• PROVIDED ENTRIES:
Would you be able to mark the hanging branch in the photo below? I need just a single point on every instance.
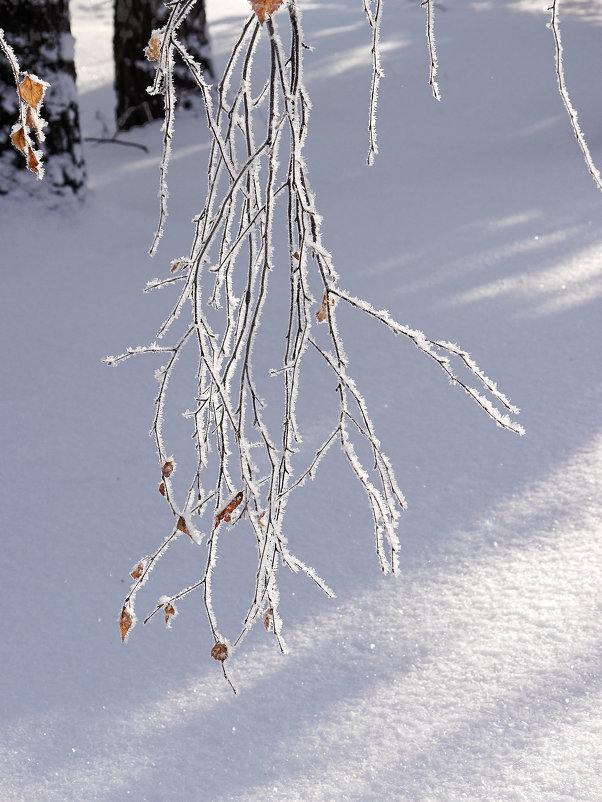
(30, 94)
(555, 26)
(372, 9)
(430, 38)
(259, 218)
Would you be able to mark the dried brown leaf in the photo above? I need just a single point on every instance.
(125, 622)
(263, 7)
(153, 50)
(226, 513)
(33, 163)
(181, 525)
(170, 611)
(267, 618)
(19, 141)
(322, 312)
(137, 572)
(31, 90)
(219, 652)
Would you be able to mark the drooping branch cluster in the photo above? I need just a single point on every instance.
(259, 220)
(30, 92)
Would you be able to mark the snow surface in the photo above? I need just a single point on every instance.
(478, 674)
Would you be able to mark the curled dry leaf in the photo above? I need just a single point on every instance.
(33, 163)
(226, 513)
(263, 7)
(181, 525)
(153, 50)
(267, 618)
(219, 652)
(322, 312)
(19, 141)
(31, 91)
(170, 611)
(125, 622)
(137, 572)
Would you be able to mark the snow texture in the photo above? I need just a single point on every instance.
(475, 676)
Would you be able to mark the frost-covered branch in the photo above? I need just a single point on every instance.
(260, 221)
(430, 38)
(373, 11)
(555, 26)
(30, 94)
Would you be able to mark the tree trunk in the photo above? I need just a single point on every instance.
(39, 32)
(134, 22)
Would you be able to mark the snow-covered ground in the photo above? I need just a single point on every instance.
(478, 673)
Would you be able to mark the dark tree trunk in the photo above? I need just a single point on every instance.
(39, 32)
(134, 22)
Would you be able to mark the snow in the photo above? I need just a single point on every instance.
(474, 675)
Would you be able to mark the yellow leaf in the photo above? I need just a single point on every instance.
(219, 652)
(19, 141)
(181, 525)
(137, 572)
(32, 91)
(170, 611)
(125, 622)
(263, 7)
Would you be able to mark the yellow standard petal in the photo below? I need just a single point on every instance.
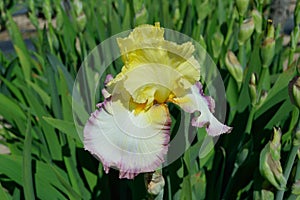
(145, 47)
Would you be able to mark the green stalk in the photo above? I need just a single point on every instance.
(247, 131)
(241, 55)
(229, 32)
(289, 165)
(250, 121)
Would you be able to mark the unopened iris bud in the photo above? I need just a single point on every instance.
(246, 30)
(242, 6)
(234, 67)
(296, 188)
(270, 29)
(263, 97)
(267, 52)
(296, 141)
(294, 91)
(294, 37)
(297, 14)
(81, 22)
(275, 145)
(257, 20)
(217, 42)
(269, 164)
(78, 7)
(252, 89)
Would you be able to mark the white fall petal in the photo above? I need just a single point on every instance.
(194, 100)
(133, 145)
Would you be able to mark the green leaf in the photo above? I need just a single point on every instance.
(11, 166)
(64, 126)
(10, 109)
(278, 92)
(44, 96)
(20, 47)
(27, 169)
(4, 194)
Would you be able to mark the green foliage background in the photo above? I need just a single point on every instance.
(47, 160)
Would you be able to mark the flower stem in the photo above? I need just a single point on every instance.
(250, 121)
(289, 165)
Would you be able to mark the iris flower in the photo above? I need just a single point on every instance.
(130, 130)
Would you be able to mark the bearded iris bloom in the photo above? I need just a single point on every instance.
(130, 130)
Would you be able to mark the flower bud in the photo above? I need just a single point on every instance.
(294, 37)
(270, 29)
(297, 14)
(257, 20)
(155, 183)
(77, 5)
(217, 42)
(252, 89)
(267, 52)
(81, 22)
(263, 195)
(294, 91)
(246, 30)
(234, 67)
(47, 10)
(242, 6)
(296, 188)
(296, 141)
(263, 97)
(269, 164)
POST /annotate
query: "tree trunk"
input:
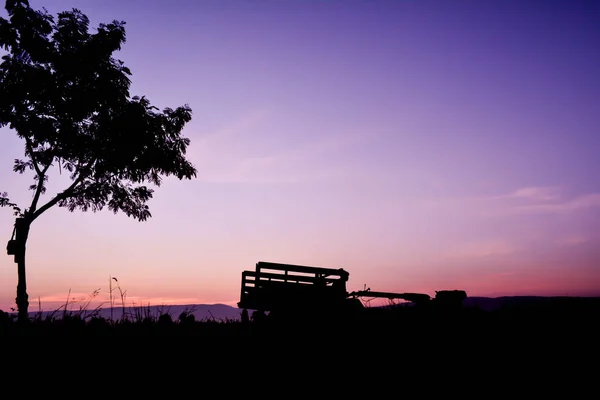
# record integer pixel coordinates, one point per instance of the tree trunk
(22, 300)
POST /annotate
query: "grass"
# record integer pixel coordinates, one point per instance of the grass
(552, 319)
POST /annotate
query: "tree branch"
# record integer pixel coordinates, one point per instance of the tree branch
(40, 187)
(64, 194)
(33, 159)
(36, 196)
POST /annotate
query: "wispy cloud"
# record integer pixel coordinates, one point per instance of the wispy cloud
(522, 201)
(573, 204)
(534, 193)
(479, 249)
(244, 153)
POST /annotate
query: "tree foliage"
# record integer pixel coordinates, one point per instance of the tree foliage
(65, 95)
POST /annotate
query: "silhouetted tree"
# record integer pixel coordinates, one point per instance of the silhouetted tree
(68, 99)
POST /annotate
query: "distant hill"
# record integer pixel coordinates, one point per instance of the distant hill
(202, 312)
(223, 312)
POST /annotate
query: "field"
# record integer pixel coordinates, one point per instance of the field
(552, 319)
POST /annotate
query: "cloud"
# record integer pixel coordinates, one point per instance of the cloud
(574, 204)
(479, 249)
(572, 240)
(245, 152)
(522, 201)
(535, 193)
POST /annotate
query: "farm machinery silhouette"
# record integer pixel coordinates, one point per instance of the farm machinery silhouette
(285, 289)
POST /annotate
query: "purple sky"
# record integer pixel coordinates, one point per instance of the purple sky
(420, 145)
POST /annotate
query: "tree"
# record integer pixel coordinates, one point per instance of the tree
(68, 99)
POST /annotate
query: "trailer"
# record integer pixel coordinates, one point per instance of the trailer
(280, 289)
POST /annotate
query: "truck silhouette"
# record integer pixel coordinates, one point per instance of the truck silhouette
(286, 288)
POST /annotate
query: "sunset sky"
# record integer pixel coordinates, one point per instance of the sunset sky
(420, 145)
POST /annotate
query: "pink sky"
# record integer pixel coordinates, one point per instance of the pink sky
(418, 145)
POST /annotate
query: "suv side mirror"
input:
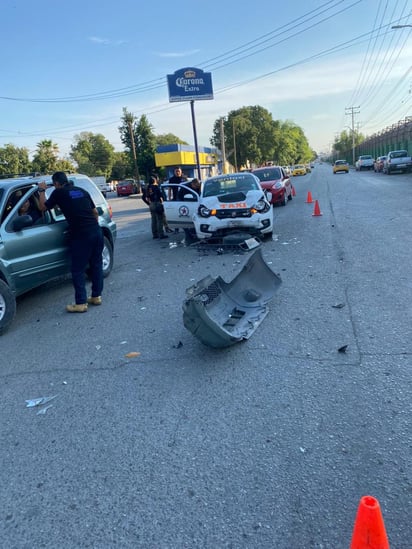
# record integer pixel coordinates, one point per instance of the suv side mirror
(21, 222)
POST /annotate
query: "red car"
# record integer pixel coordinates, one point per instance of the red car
(126, 187)
(275, 180)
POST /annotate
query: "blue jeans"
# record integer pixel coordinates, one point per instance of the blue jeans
(86, 251)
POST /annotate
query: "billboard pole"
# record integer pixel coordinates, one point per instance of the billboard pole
(192, 108)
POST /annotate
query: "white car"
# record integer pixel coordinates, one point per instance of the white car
(228, 203)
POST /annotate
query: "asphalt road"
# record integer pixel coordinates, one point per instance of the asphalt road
(270, 443)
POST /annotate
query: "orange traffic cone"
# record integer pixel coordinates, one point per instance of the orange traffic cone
(316, 209)
(369, 530)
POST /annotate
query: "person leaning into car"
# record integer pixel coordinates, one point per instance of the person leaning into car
(85, 237)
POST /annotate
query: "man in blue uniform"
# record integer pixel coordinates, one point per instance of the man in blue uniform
(85, 238)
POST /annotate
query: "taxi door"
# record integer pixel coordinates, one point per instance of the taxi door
(180, 204)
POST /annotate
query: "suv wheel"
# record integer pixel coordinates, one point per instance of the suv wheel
(7, 306)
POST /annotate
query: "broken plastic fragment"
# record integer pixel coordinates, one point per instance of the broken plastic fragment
(38, 401)
(44, 410)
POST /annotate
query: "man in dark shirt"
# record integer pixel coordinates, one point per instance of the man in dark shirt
(154, 199)
(86, 238)
(177, 178)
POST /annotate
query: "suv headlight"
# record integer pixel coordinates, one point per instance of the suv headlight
(204, 212)
(262, 206)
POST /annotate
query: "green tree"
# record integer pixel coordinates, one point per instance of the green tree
(249, 136)
(14, 160)
(127, 137)
(45, 157)
(93, 154)
(145, 146)
(64, 165)
(139, 141)
(121, 166)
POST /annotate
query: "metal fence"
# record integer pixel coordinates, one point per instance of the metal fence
(392, 138)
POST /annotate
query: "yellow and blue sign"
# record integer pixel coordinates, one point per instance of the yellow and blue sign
(189, 84)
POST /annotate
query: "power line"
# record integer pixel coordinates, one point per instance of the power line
(160, 82)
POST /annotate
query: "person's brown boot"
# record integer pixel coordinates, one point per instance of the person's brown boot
(95, 300)
(77, 308)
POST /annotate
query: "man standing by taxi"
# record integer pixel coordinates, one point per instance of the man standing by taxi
(85, 234)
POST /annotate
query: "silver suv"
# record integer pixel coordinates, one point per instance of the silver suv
(33, 244)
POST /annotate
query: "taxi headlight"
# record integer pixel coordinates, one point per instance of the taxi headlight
(204, 212)
(262, 206)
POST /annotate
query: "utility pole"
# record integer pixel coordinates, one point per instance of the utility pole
(352, 112)
(136, 167)
(222, 145)
(234, 143)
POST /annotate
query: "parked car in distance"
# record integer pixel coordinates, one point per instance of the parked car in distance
(397, 161)
(35, 252)
(127, 187)
(340, 166)
(299, 169)
(227, 204)
(101, 184)
(275, 180)
(364, 162)
(378, 164)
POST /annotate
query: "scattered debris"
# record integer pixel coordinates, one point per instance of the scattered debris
(42, 411)
(222, 313)
(38, 401)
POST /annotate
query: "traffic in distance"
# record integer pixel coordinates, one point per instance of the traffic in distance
(34, 249)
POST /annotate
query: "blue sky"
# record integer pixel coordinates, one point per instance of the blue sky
(305, 61)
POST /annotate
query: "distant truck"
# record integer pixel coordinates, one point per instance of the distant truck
(101, 184)
(397, 161)
(364, 162)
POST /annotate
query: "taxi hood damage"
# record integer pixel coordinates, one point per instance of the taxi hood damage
(222, 313)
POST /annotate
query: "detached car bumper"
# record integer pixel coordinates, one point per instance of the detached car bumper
(256, 225)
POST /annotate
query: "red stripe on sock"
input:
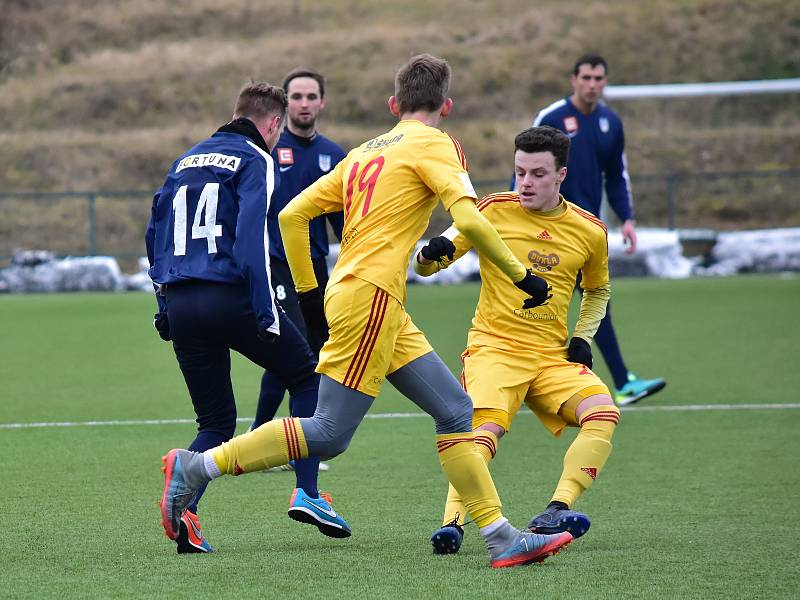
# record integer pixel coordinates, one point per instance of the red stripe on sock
(292, 443)
(361, 343)
(374, 338)
(484, 441)
(609, 415)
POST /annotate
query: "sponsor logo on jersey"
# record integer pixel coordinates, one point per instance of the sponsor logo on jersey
(528, 313)
(214, 159)
(469, 190)
(543, 262)
(324, 162)
(285, 156)
(376, 143)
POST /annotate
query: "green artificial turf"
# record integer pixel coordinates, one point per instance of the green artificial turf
(694, 503)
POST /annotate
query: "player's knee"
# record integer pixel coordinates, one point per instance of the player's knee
(223, 423)
(324, 438)
(459, 416)
(334, 446)
(491, 419)
(604, 416)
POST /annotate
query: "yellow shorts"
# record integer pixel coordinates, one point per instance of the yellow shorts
(371, 335)
(501, 380)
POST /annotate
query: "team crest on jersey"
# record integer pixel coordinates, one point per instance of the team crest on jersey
(543, 262)
(213, 159)
(325, 162)
(285, 156)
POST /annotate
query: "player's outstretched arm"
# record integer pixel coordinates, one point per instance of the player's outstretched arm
(488, 243)
(441, 252)
(293, 221)
(593, 309)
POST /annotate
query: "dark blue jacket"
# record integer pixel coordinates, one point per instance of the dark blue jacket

• WHAT IS REQUIRED: Every line above with the word "jacket" belongs in the answer, copied as written.

• SOLUTION TO THIS TASK:
query: "dark blue jacket"
# record integer pixel coordinates, one point per instance of the dark blue jacket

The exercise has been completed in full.